If a line in the records contains the string "clock", show that line.

(Stored dataset items)

-- Opening Marker --

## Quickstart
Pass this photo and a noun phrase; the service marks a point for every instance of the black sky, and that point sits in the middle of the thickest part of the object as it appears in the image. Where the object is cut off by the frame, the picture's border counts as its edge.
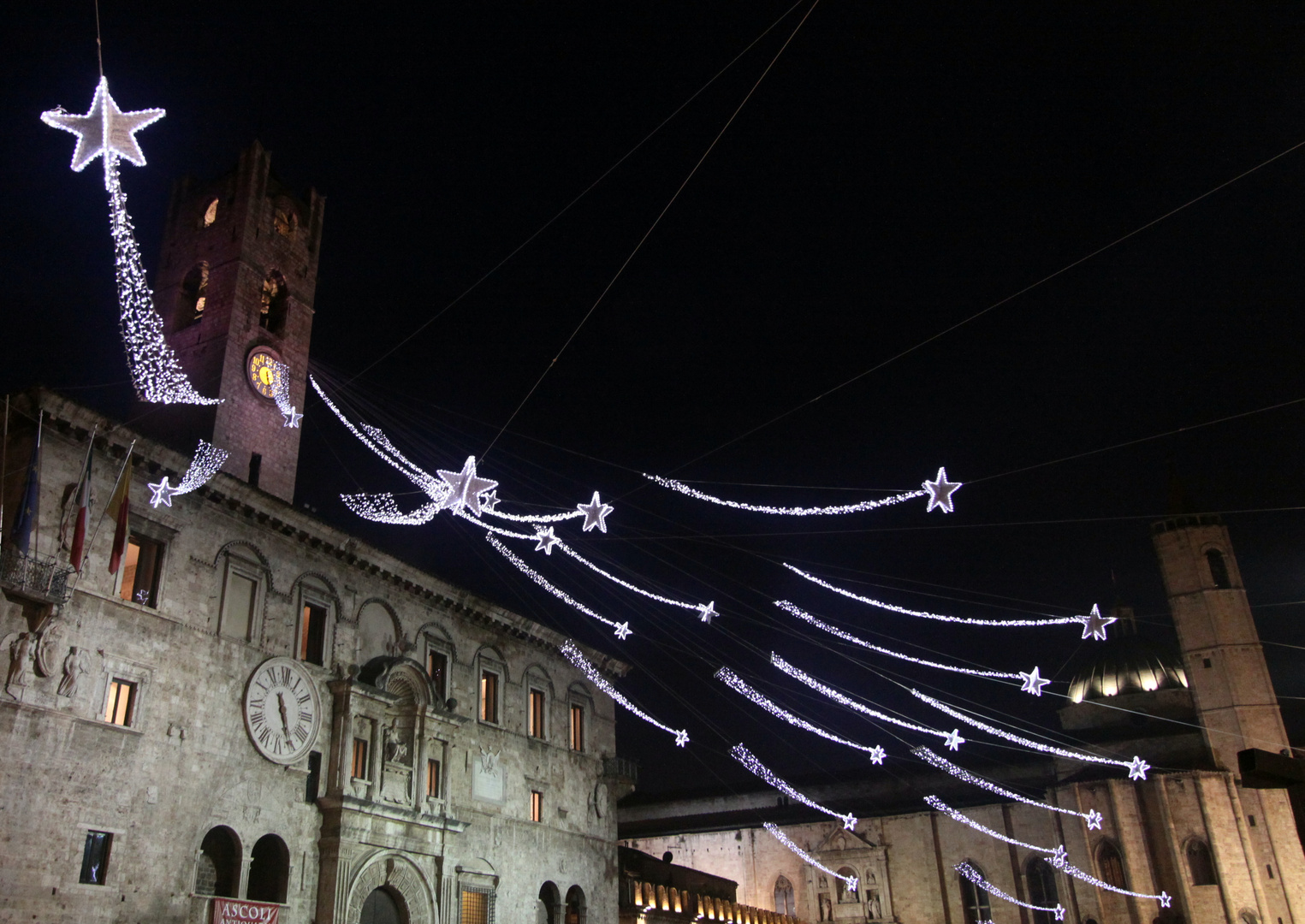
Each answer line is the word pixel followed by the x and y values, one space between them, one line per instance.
pixel 901 168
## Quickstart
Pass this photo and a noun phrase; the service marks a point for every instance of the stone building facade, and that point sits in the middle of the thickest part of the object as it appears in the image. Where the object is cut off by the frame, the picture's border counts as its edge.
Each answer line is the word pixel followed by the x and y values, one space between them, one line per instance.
pixel 260 707
pixel 1195 830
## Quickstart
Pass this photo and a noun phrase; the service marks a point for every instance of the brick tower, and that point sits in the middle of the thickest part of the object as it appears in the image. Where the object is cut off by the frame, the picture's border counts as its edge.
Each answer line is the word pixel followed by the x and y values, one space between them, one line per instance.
pixel 1233 696
pixel 236 280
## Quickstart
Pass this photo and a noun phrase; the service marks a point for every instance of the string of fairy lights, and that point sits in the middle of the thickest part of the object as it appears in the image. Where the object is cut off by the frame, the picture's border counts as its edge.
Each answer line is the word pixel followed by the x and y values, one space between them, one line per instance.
pixel 107 132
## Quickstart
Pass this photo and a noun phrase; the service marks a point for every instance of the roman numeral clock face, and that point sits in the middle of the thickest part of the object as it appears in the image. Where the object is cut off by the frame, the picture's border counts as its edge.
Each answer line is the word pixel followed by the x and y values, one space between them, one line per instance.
pixel 282 710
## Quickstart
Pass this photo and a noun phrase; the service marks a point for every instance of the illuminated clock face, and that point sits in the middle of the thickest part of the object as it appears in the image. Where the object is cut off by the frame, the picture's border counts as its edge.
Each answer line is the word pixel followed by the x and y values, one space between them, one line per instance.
pixel 263 374
pixel 282 710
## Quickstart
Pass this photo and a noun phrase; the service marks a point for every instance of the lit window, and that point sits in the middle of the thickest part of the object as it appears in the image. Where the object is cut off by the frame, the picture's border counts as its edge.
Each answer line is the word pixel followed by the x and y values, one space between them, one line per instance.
pixel 537 714
pixel 489 696
pixel 437 668
pixel 239 599
pixel 577 727
pixel 312 635
pixel 96 857
pixel 359 759
pixel 141 569
pixel 121 705
pixel 477 907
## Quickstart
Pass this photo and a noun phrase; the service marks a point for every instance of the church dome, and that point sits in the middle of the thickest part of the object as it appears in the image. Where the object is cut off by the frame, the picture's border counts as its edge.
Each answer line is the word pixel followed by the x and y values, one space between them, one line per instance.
pixel 1128 665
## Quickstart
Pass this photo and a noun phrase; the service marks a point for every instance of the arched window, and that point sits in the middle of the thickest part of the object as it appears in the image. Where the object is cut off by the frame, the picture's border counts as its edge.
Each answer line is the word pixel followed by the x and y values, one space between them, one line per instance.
pixel 845 894
pixel 785 897
pixel 192 298
pixel 273 303
pixel 1218 569
pixel 218 867
pixel 1111 864
pixel 974 899
pixel 1200 864
pixel 269 871
pixel 549 899
pixel 576 906
pixel 380 907
pixel 1041 889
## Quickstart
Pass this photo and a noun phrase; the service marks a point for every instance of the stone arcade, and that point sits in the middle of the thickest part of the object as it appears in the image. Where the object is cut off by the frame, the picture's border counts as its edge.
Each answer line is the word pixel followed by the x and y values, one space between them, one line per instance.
pixel 256 705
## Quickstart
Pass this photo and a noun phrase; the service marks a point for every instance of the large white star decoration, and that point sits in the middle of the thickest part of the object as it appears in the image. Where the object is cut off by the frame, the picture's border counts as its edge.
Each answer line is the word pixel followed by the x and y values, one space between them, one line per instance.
pixel 1033 683
pixel 547 539
pixel 596 514
pixel 1094 624
pixel 940 492
pixel 104 129
pixel 465 489
pixel 162 494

-- Closing Marker --

--- Result below ---
Pass this photo and a noun phrase; the service marks a point for every instance of the roman numeral clock face, and that point sits in the middle of the thickest part of the object as it appears in the image. Where the object is cut off by the frame, the picture's border counts as its edge.
Pass this photo and a noun phrase; the service marks a point for every instance of the illuminated clock face, and that point sits in the middle of the thickest part of the object as it appears in the image. Where the object is cut off by the frame, the picture's border counts as its edge.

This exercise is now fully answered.